### RECORDS FOR THIS EXERCISE

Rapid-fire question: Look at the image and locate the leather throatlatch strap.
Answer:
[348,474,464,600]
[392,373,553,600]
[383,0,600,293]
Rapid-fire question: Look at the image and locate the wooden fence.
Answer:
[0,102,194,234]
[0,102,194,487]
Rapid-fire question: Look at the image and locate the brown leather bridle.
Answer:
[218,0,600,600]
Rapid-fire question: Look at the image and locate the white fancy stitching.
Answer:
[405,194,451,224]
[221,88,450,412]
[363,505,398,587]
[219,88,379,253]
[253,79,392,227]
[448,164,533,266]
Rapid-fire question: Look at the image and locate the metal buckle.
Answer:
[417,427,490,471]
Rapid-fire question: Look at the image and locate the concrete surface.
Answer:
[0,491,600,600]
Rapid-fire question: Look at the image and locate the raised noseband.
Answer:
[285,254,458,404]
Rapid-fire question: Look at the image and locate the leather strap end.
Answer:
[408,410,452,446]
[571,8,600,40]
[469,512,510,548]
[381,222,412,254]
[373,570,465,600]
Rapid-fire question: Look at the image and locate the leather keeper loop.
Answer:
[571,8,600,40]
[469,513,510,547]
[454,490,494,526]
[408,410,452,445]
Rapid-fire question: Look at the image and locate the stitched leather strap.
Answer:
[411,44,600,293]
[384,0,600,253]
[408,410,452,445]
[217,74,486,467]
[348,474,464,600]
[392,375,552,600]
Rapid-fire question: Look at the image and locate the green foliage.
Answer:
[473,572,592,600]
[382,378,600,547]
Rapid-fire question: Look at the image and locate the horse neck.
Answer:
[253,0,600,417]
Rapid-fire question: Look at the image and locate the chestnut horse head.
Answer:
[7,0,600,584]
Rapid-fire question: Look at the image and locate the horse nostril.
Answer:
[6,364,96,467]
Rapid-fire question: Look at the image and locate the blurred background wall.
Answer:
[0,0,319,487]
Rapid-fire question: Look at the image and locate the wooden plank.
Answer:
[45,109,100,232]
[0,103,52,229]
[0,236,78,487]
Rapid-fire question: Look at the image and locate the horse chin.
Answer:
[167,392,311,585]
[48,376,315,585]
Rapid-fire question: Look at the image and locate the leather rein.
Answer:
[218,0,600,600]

### TASK PROMPT
Return the lines of the items unchanged, beginning with the first line and stopping after the line that contains "[0,102,194,487]", with both of those lines included.

### OUTPUT
Rapid-fire question: Look at the image and locate the leather throatlatch strap.
Answer:
[348,474,464,600]
[392,373,553,600]
[383,0,600,293]
Rapid-fire question: Look at the image and locate the wooden fence.
Answer:
[0,102,194,234]
[0,102,194,487]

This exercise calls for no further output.